[Point localization data]
● ● ● ●

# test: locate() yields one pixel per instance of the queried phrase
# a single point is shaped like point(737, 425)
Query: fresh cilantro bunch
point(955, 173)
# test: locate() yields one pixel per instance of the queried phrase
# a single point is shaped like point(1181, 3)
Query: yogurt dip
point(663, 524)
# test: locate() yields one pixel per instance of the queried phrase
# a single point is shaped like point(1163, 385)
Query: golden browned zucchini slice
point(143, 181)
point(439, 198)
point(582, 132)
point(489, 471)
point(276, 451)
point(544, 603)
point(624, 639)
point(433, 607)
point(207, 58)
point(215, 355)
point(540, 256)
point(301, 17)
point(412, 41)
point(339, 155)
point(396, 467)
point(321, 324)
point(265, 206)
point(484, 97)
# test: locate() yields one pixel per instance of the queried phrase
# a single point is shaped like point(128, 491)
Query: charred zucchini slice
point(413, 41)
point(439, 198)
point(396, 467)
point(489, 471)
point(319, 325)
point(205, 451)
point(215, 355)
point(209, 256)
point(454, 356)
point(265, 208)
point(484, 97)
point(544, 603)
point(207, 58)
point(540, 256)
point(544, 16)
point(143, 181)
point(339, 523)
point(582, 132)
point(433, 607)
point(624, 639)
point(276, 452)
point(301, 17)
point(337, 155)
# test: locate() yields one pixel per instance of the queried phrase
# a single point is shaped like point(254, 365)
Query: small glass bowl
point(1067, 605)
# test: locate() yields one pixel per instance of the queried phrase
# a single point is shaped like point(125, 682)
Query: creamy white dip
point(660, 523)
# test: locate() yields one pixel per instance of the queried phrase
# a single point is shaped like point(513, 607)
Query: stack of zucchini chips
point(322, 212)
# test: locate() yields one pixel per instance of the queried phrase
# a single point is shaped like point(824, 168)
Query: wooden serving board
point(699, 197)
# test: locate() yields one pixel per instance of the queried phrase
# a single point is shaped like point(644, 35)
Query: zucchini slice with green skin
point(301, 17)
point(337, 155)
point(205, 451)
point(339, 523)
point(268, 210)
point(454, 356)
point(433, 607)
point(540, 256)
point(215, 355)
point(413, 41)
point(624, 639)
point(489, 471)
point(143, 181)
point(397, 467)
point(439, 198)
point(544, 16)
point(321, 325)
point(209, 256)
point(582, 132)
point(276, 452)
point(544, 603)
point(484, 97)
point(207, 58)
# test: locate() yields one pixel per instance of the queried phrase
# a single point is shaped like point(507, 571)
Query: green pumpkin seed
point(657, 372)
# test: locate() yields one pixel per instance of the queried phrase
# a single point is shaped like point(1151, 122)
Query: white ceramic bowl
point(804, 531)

● ● ● ●

● Work to complete
Copy out the lines of the data where the word "single" can be found.

● Result of this task
# a single point is shaped like point(737, 425)
# a single point is shaped like point(1181, 3)
# a single point is shaped like point(1163, 385)
# a single point is shaped like point(128, 491)
# a single point is shaped like point(254, 365)
# a single point is shaped like point(125, 682)
# a single point is shaped like point(513, 607)
# a single point is shaped like point(824, 168)
# a single point is shaped like point(644, 35)
# a single point is shaped like point(507, 571)
# a single point is shaped like point(1151, 122)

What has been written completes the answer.